(Beginning of Text block)

'Joyland' review: An easy-to-understand but difficult-to-accept story
Saim Sadiq's directorial is bone-chilling, heartbreaking and above all, it’s easy on the eyes and hard on your nerves
KARACHI:
For a mind that expects to find catharsis with the fall of a curtain and fading out of lights, the pain and pleasure of an honest artistic creation can be overwhelming. Especially when its aura is so captivating that it takes you further into reality instead of offering an escape from it, like the abyss you are staring at is looking back at you, but the gaze, the reflection is devoid of self, hence a lot more pristine and unfiltered projection of all the shadows that the spectator usually hides in the light.
But you can’t dodge the light in a dark room with a big screen. The story world, once entered, becomes even harder to accept when told with the simplicity of folklore – you know where it’s going but you don’t want it to go there and any search for an over-complication or an uncalled-for dramatic effect goes in vain. Like all exceptional stories, Joyland is an easy story to understand but a difficult story to accept: it’s a pure film and watching it is a purifying experience – so pure that almost everyone who hadn’t watched the film in the land of pure accused it of sin.
Nuns commit sins too and so do the clerics and so does everyone around us but while God remains the ultimate judge of sins and virtues, humans and their fallibility only make them vulnerable and restless to bypass all such boundaries set by society. They are humans because they are imperfect. They are also a part of society that is in reality made up of such imperfect individuals but expects them to be perfect in return.
Every individual and every family strives to breathe in their own fashion, just like the Ranas of Joyland. Ranas are an unhappy unit like so many unhappy families around you and me, who look happy and accepting till the façade breaks and their elder son is blessed with yet another daughter.
The younger son Haider (Ali Junejo) rushes her sister-in-law, Nutchi (Sarwat Gillani) to the hospital only to be scolded by the elder brother for being useless all the time. There he stumbles upon a beautiful person walking out of the maternity ward with blood all over her clothes but doesn’t get enough time to process who is he looking at.
Haider is a mellow, timid, and easily impressionable younger son, a caring husband, who cooks and looks after his nieces just so that his wife Mumtaz (Rasti Farooq) can earn a living as a beautician because he himself doesn't have a job. At the same time, Rana Sahab (Salman Peerzada) the patriarch of the house keeps on cursing Haider for not doing enough for himself and the family.
One day, Haider’s friend tells him of a job opening in a theatre. Contrary to Haider’s expectations, the job is not a conventional theatre job but an opening in a dance troupe led by a Trans actor and dancer Biba (Alina Khan). Haider recognises Biba from the maternity ward which Biba denies immediately, however, there’s something so humane about Haider’s curiosity that Biba takes him on board.
This kicks off a rather emotionally challenging journey for not only Haider, who finally finds a job and someone that he is attracted to, but also every member of the Rana clan, particularly Mumtaz, whose life is about to change completely. Fascinatingly, not because her husband is about to discover so many new things about himself, but because society can’t live with those so many new things, even if Mumtaz tries to, in all her honesty.

(End of Text block)

What you should do = According to the Joyland review, how does Haider's wife Mumtaz earn a living? None of the material has any role in this exercise.

(Beginning of Material supplied)

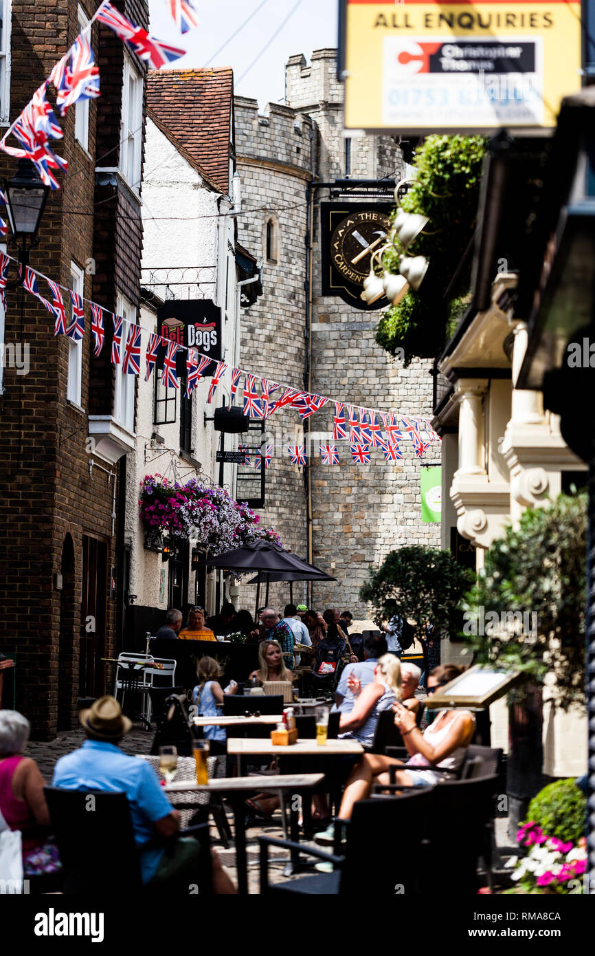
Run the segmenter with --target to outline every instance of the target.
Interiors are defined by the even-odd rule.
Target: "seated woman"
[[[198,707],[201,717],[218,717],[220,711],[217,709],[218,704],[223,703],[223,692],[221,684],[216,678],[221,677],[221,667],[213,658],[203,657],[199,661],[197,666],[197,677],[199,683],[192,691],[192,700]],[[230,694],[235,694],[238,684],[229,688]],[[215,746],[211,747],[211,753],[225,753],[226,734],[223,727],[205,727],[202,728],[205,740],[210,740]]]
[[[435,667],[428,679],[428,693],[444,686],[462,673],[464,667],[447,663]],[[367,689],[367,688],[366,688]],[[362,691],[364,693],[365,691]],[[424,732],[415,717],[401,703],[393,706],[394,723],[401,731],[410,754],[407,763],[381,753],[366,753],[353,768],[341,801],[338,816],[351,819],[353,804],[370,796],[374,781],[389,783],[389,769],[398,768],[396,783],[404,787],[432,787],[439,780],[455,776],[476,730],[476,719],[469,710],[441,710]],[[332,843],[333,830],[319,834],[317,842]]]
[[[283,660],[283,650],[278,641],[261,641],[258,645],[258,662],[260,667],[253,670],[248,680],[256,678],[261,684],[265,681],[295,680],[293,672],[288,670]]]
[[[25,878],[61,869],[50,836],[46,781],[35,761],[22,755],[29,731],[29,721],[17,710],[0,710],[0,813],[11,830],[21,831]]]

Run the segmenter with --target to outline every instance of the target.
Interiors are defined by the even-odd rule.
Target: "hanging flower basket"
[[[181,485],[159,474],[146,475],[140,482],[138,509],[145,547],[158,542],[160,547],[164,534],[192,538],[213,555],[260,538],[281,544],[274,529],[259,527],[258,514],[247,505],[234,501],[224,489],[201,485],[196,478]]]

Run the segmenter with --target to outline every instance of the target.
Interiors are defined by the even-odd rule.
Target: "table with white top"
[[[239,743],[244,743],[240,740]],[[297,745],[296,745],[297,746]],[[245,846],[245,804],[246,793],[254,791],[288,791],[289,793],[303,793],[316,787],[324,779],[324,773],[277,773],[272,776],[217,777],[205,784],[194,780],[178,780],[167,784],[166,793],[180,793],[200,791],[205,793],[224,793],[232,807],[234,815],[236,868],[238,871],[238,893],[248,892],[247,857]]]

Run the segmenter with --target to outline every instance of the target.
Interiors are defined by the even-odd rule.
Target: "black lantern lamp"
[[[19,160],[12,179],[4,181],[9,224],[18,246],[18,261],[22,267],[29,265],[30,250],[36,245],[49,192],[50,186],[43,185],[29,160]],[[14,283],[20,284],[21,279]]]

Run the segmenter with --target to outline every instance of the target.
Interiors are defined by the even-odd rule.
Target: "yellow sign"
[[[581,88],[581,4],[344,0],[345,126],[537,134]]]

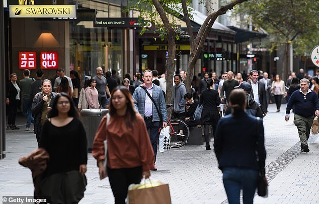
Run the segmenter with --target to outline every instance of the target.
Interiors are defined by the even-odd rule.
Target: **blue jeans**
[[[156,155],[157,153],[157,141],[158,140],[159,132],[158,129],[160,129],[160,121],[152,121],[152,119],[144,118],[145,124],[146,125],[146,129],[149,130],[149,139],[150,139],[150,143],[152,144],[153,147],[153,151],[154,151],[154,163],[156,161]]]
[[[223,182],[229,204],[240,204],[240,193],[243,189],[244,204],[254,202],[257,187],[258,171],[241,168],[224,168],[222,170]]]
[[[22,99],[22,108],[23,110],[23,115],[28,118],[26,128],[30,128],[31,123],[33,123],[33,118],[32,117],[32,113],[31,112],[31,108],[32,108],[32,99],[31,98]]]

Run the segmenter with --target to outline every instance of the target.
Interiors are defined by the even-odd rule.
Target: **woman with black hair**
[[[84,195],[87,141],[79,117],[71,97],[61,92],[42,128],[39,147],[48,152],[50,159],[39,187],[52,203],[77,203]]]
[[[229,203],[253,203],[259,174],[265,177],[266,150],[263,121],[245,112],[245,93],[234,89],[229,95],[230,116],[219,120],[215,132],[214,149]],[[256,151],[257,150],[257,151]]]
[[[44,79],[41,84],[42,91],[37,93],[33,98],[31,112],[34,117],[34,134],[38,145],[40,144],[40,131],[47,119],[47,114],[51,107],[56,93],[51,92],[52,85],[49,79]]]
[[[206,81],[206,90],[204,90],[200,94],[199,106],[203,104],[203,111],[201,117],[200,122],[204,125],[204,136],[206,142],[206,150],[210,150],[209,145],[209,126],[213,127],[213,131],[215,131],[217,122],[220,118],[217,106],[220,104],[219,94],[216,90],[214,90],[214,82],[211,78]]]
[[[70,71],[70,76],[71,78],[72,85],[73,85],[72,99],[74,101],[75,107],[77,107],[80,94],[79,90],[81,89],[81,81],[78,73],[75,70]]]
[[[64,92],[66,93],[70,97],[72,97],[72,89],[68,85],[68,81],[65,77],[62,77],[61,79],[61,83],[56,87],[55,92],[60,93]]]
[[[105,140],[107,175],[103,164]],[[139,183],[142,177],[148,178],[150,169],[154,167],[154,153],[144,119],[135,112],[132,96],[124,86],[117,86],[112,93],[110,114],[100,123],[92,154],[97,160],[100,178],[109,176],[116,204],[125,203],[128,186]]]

(End of Material supplied)
(Beginning of Material supplied)

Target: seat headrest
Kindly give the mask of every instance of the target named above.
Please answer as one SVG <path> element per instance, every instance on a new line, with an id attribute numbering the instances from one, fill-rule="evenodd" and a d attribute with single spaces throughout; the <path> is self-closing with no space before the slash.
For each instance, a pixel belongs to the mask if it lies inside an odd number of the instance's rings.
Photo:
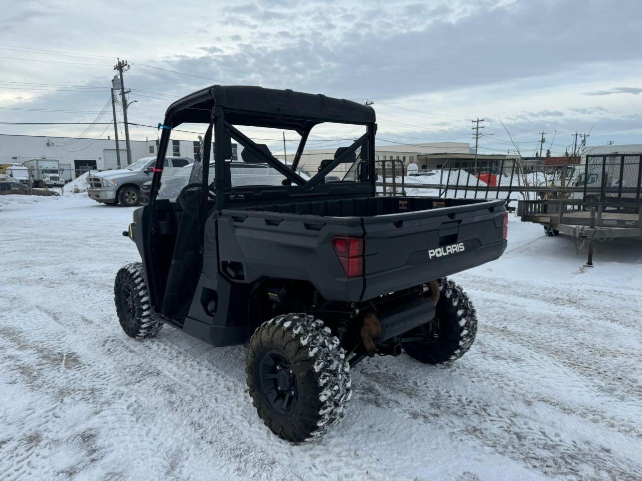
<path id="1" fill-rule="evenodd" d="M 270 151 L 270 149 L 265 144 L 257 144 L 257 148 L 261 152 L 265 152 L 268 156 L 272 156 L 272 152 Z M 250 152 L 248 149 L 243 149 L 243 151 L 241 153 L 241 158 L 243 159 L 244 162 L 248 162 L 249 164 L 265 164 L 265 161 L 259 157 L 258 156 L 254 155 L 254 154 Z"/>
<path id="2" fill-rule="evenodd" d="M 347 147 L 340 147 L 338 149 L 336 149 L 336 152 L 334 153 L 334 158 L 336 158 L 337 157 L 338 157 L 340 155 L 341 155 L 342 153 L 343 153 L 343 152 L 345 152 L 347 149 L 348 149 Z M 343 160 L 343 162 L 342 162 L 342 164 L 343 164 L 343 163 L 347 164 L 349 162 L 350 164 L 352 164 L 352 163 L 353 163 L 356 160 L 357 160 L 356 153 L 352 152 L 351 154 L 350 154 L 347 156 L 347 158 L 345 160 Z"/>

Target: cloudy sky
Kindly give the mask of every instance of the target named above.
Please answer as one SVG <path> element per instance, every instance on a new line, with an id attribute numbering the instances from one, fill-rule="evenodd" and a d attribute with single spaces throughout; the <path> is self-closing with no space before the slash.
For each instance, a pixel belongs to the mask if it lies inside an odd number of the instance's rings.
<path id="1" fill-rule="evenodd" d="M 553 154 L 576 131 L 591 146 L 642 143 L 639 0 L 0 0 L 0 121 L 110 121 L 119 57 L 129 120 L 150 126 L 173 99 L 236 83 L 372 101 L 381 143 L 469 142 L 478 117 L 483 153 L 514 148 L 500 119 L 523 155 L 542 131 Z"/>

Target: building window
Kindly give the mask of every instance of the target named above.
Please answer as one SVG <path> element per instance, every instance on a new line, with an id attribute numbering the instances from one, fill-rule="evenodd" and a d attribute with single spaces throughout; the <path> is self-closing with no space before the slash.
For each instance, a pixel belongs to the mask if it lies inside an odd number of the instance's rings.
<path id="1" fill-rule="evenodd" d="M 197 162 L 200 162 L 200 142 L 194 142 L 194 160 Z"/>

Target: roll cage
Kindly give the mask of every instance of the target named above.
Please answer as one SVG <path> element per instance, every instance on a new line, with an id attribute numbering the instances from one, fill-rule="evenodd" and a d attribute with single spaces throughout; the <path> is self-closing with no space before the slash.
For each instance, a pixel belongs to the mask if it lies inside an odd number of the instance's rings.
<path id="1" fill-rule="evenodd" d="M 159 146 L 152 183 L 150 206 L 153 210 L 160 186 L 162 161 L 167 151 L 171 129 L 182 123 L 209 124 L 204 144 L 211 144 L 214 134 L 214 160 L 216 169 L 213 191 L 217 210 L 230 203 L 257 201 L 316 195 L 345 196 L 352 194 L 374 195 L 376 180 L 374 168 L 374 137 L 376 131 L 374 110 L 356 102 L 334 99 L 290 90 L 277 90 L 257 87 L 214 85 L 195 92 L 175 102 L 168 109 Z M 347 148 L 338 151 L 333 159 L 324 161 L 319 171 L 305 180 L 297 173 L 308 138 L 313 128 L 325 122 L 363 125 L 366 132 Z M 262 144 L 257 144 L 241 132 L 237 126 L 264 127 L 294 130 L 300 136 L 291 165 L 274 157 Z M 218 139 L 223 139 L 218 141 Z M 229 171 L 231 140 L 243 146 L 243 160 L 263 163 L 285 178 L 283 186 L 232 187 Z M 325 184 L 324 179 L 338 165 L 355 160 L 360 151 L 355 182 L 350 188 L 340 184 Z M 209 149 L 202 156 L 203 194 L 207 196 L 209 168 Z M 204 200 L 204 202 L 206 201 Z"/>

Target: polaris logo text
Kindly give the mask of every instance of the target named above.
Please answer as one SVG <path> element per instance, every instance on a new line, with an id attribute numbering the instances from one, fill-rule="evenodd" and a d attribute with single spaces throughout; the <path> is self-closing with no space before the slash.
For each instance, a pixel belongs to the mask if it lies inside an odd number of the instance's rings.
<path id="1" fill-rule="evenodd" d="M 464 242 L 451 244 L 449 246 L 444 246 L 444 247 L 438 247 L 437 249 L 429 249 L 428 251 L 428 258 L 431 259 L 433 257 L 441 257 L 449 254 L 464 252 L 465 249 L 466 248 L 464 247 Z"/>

(End of Material supplied)
(Beginning of Material supplied)

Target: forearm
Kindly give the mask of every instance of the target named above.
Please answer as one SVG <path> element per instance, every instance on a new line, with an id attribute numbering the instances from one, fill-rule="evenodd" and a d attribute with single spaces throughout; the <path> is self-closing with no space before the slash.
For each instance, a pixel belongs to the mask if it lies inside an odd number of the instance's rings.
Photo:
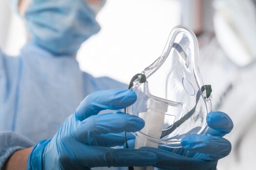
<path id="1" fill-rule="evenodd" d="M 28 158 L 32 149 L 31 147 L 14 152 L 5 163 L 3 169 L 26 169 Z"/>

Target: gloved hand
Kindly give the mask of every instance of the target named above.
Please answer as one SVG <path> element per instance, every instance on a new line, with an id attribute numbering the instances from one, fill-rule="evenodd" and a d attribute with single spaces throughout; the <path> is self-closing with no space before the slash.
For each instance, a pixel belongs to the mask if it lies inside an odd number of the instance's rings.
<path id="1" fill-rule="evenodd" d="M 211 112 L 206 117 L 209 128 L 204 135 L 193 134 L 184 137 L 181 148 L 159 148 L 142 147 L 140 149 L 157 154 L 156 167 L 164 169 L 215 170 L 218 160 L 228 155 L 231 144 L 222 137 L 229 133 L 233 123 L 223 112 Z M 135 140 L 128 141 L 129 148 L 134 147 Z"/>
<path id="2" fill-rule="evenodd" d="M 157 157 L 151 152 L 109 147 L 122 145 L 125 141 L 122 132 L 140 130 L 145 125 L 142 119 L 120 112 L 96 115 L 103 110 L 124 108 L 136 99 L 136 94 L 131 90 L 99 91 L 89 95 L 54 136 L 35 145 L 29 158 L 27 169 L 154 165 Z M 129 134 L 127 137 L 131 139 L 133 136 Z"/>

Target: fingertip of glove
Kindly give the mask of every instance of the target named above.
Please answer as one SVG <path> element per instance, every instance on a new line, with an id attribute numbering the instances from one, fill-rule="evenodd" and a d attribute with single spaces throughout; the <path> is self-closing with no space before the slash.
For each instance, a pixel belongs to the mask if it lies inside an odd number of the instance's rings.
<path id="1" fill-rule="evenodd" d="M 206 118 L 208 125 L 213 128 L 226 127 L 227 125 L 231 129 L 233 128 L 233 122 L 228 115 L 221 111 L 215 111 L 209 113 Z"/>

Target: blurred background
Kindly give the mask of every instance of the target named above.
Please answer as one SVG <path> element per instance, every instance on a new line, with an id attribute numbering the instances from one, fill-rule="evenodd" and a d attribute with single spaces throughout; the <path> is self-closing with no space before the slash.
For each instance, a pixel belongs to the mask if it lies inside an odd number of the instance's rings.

(End of Material supplied)

Solved exercise = She works as a beautician.